## Supplied text
Before we look at the symptoms of parvo virus in your dog lets take a look at what parvo virus is, what it does and how it is spread. Parvovirus is a virus first identified in 1978 that spread worldwide in just two years. Over the years, the virus has mutated into two distinct strains and there is evidence of a third strain in Spain, Italy and Vietnam. All cases of canine parvovirus or CPV come from the first two strains. It was originally thought that the virus would mutate into the feline panleukopenia, a feline parvovirus but this was found to be untrue. All species have their own parvovirus but it is not spread outside the species.
Even though the virus cannot be spread directly from a cat to a dog or from a bird to a cat, they can spread the virus through contact. For instance, your cat wanders through the neighbor’s yard and picks up the virus on her feet she can then bring it into your home potentially infecting any canines on the property.
The parvo virus works in one of two ways through the intestines or the heart. The intestinal infection is picked up by the animal through oral contact with contaminated feces. In other words through the feces of another canine who is infected. The virus then attacks rapidly dividing cells in the lymph nodes, intestinal crypts and bone marrow. This will allow normally occurring bacteria from the intestine to enter the blood stream making the animal septic. The virus will be shed in the stool for up to three weeks making this disease very contagious to non-vaccinated pets.
The cardio form of the infection is most often seen in puppies that are infected in utero or shortly after birth. It must be noted that the cardiac form of CPV is less common since the mother usually passes immunity on to her pups from birth. The virus will attack the heart in the infected pup and result in death shortly thereafter.
Symptoms of CPV usually present within 3-10 days of contact and they include lethargy, vomiting, fever and diarrhea. The diarrhea then causes severe dehydration and secondary infections. These are the actual causes of death rather than the virus itself.
Survival rate depends on how quickly CPV is diagnosed and treatment is begun. When the case is not caught early the best treatment option is an IV through which fluids are pushed to re-hydrate the animal more quickly, in addition anti-nausea and antibiotic shots may be given intramuscular. The prognosis is good with proper care but an absolute death sentence without it. There have been a few reports that the human antiviral, Tamiflu, can be effective in treating CPV but there are no studies to substantiate this. A veterinarian will advise you to give your pet a parvo shot about eight weeks after they are weaned. With the prevalence of the virus and its ability to kill some precaution should be taken to protect your canine.
But whatever you do, don’t delay. If you suspect your dog may have Parvo Virus, act immediately. This is an aggressive virus that will very likely kill your dog if left untreated. And it will happen quite quickly. There is no time to lose at all. Act now.

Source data
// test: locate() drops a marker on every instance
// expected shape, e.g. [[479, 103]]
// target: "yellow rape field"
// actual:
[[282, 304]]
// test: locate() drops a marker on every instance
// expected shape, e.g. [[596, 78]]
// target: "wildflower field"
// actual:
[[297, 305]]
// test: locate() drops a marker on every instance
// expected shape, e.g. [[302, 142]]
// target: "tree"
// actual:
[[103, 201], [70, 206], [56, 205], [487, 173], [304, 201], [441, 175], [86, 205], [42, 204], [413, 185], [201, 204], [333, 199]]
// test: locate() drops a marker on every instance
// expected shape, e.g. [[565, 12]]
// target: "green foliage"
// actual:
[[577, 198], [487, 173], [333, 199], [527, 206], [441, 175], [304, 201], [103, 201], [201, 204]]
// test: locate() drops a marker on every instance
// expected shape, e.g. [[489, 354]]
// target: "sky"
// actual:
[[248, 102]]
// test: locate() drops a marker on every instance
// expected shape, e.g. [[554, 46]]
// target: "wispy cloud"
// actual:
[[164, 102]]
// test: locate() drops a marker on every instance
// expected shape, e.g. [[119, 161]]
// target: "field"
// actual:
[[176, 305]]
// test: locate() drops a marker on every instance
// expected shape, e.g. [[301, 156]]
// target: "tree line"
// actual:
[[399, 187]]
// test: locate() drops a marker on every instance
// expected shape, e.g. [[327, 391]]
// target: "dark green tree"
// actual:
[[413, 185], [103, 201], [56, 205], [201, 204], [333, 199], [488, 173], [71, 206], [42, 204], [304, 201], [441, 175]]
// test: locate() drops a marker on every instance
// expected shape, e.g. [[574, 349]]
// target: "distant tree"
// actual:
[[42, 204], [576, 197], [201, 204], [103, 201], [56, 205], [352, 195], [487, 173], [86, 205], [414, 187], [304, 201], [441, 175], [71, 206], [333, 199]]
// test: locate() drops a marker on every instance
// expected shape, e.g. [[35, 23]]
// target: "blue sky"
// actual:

## The problem
Copy the canine parvovirus text from "Survival rate depends" up to and including "protect your canine.", swapping "veterinarian" for "animal doctor".

## Problem solution
Survival rate depends on how quickly CPV is diagnosed and treatment is begun. When the case is not caught early the best treatment option is an IV through which fluids are pushed to re-hydrate the animal more quickly, in addition anti-nausea and antibiotic shots may be given intramuscular. The prognosis is good with proper care but an absolute death sentence without it. There have been a few reports that the human antiviral, Tamiflu, can be effective in treating CPV but there are no studies to substantiate this. A animal doctor will advise you to give your pet a parvo shot about eight weeks after they are weaned. With the prevalence of the virus and its ability to kill some precaution should be taken to protect your canine.